:: Problem statement ::
Write out again the lines from the one containing "Please pin the knife" through the end of the records, substituting "white headscarf" for "red headscarf" and leaving all else unchanged.

— Begin Raw records —

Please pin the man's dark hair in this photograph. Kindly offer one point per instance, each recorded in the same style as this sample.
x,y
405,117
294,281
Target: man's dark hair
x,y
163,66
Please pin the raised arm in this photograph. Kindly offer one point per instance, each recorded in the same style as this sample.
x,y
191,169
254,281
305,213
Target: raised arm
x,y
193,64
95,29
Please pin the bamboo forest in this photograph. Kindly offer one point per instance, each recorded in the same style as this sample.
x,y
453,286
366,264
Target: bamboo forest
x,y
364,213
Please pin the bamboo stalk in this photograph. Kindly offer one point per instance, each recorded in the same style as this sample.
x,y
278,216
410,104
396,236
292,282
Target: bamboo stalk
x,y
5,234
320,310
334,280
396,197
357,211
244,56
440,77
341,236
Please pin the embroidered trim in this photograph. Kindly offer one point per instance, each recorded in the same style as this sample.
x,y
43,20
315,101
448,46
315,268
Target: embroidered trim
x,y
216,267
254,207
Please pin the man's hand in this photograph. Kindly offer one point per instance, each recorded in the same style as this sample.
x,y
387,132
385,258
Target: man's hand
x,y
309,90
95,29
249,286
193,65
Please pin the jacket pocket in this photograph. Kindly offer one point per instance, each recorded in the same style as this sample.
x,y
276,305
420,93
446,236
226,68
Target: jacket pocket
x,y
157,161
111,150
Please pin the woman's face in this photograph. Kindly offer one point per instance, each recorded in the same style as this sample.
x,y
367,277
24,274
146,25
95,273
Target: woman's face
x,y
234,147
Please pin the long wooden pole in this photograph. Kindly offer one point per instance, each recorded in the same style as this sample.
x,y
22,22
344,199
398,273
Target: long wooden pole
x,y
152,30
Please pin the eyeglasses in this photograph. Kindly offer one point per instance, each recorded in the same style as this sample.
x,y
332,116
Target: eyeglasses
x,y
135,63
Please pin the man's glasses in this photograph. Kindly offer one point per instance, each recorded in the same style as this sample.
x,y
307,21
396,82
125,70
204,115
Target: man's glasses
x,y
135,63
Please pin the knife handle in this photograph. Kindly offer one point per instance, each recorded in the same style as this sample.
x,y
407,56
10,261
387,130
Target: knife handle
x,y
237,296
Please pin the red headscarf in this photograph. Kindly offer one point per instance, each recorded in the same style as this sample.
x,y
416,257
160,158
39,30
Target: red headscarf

— End Raw records —

:: Task solution ::
Please pin the knife handle in this photograph. Kindly offer one point per instance, each recorded in the same style as this sample.
x,y
407,56
10,261
387,130
Target: knife handle
x,y
237,296
Please pin the white headscarf in this photograph. Kindly offer one point per instance, each recorded in the same style as this sample.
x,y
416,257
160,158
39,30
Target: white headscarf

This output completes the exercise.